◆ **SET EXERCISE**: List every line in the rows below that contains the word "impala".

### RECORDS PROVIDED ###

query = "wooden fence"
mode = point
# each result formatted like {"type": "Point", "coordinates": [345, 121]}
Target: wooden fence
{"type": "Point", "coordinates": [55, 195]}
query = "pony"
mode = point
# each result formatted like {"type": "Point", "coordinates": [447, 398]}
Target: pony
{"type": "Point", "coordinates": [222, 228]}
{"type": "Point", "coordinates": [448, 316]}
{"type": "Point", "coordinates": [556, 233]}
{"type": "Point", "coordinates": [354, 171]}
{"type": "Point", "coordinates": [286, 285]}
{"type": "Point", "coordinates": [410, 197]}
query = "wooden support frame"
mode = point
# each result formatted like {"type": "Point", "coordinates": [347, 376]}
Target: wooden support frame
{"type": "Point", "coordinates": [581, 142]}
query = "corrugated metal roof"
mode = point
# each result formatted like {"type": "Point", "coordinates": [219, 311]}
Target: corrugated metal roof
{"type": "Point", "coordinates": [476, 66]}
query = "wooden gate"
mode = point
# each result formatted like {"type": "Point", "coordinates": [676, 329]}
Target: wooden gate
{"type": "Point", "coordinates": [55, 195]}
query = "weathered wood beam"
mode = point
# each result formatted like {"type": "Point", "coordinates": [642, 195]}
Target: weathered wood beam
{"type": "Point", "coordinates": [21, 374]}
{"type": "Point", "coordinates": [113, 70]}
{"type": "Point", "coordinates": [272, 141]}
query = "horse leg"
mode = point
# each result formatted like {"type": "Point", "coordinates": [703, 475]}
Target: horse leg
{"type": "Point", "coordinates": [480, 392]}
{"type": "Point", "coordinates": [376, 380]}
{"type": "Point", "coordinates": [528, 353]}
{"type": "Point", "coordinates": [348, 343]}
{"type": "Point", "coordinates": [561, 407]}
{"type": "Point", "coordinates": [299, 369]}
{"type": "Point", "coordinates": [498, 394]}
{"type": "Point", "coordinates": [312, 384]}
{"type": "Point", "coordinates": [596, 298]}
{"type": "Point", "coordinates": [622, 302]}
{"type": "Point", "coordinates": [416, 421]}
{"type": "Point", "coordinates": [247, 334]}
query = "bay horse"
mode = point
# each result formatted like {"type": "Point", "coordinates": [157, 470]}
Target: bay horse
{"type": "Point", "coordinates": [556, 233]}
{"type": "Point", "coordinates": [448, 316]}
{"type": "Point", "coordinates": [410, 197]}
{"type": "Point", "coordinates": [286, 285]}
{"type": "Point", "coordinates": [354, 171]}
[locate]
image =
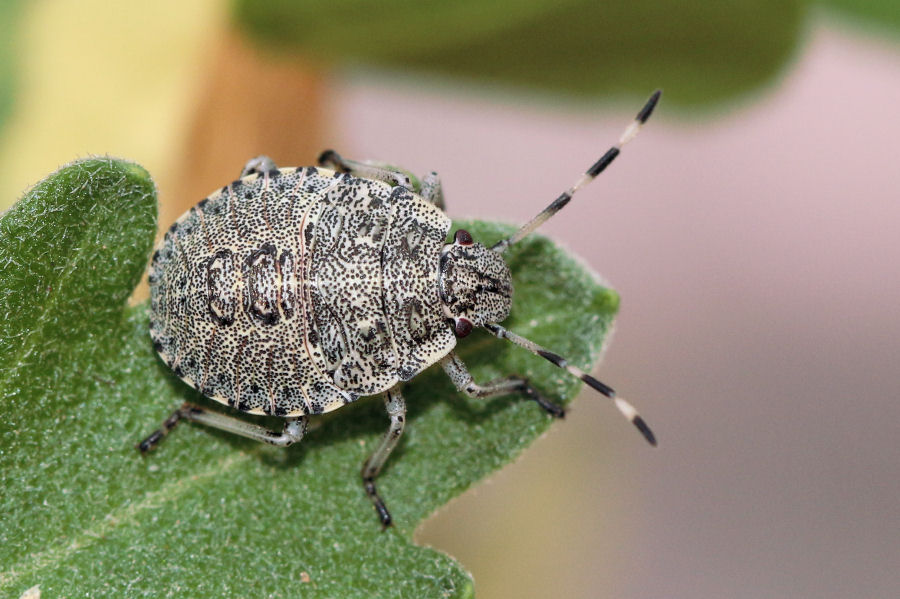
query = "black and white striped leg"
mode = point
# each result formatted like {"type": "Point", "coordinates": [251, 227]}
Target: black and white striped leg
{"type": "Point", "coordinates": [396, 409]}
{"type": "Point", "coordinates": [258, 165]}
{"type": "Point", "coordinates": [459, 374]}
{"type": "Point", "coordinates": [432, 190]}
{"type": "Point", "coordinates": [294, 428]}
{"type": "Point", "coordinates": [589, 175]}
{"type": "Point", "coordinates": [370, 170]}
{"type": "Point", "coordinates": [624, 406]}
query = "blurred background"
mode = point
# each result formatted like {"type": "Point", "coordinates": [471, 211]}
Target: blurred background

###
### RECORDS PROVIDED ###

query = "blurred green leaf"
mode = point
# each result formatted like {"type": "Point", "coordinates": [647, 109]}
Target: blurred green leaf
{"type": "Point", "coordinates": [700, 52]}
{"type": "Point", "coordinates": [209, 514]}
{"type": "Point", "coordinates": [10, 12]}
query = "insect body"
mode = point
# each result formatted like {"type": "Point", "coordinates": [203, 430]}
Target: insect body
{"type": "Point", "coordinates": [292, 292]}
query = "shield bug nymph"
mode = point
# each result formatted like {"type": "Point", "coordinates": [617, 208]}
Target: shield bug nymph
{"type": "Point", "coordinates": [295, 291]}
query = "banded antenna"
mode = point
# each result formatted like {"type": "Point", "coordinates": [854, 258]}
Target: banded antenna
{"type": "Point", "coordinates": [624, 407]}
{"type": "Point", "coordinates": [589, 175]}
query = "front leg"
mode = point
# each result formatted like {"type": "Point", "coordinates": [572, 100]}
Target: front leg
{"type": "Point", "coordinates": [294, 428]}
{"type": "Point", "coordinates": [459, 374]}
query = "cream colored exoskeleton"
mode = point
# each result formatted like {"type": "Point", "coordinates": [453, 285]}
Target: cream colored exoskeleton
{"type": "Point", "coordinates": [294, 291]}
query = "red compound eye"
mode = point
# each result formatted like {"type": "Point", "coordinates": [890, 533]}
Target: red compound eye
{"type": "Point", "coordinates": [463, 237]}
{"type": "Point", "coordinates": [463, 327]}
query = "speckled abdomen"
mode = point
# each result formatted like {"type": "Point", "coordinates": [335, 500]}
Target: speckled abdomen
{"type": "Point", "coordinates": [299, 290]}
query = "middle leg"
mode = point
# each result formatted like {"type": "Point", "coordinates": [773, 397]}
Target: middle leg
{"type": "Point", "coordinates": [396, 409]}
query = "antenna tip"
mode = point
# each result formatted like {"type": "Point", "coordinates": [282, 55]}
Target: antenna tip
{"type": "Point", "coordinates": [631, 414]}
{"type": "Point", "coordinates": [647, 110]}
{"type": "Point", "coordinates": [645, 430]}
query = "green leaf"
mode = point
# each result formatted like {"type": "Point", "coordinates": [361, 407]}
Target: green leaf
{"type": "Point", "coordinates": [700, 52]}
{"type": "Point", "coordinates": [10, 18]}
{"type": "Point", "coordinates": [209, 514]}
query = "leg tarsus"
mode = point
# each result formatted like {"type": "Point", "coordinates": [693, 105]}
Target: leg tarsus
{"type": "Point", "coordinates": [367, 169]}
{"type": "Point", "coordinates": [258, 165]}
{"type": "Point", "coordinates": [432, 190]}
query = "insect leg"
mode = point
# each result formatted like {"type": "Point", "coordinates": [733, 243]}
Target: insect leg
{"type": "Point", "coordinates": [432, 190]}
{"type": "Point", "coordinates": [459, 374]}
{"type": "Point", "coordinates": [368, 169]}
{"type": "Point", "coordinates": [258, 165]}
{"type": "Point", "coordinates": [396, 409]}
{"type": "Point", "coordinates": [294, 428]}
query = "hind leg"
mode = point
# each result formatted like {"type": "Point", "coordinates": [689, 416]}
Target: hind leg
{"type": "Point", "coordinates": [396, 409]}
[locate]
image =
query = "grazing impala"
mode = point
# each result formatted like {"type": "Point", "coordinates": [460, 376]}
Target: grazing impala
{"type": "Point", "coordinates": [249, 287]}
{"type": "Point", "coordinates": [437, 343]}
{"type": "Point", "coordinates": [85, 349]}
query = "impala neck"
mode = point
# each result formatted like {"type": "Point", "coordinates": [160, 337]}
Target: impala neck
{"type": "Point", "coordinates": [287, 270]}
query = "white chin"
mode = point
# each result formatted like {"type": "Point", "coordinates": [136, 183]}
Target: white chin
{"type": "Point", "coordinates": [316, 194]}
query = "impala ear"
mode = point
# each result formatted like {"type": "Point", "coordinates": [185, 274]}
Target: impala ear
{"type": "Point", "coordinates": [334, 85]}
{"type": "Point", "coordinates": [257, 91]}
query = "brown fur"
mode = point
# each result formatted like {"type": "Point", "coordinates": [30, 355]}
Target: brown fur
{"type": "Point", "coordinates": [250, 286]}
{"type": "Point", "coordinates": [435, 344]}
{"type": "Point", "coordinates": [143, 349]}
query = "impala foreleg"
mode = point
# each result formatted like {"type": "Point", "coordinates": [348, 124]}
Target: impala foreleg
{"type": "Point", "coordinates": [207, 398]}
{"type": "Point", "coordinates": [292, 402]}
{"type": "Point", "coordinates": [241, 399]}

###
### RECORDS PROVIDED ###

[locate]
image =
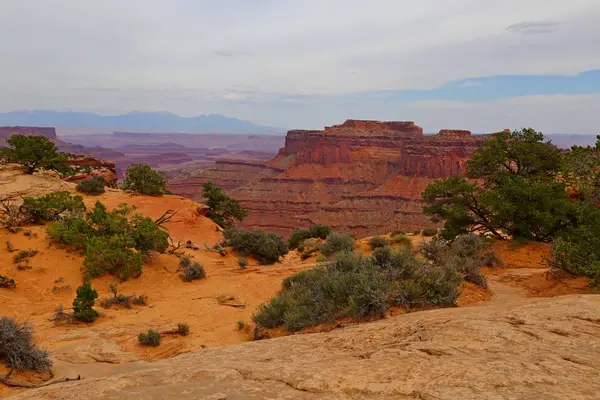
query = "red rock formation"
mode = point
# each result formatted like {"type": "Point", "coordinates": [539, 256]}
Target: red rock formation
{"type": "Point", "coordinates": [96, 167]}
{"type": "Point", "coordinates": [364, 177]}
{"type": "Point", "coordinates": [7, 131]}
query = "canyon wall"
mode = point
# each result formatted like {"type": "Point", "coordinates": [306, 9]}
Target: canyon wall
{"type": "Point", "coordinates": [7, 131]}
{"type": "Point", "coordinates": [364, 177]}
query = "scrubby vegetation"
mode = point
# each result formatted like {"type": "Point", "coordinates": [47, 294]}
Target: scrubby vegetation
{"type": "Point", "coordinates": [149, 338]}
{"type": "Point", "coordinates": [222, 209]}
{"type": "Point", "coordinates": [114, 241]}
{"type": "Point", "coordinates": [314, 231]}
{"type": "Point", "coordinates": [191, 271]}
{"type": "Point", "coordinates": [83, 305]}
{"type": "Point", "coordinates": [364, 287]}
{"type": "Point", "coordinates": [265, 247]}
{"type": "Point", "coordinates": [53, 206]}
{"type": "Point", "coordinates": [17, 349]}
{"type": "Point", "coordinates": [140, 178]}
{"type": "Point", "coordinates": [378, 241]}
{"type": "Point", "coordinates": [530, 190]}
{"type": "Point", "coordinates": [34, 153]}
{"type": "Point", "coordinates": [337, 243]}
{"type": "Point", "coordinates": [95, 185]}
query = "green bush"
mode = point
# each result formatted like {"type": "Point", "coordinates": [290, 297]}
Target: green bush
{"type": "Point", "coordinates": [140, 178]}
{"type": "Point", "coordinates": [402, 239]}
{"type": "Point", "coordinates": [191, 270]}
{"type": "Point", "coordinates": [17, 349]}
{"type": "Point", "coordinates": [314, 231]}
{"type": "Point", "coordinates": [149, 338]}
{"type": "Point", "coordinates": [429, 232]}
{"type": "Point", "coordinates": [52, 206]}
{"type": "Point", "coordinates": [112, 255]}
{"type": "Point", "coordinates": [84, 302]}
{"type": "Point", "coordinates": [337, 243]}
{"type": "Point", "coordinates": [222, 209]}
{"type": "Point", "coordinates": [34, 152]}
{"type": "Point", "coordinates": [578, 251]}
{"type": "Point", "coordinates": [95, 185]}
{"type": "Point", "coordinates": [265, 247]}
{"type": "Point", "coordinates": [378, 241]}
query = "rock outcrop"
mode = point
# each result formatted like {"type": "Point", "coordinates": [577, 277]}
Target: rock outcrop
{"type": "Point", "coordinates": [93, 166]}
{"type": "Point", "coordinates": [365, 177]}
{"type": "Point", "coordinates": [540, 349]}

###

◆ **RESPONSE BELOW**:
query = "grazing impala"
Target: grazing impala
query = "impala neck"
Target: impala neck
query = "impala ear"
Target: impala ear
query = "impala foreleg"
Target: impala foreleg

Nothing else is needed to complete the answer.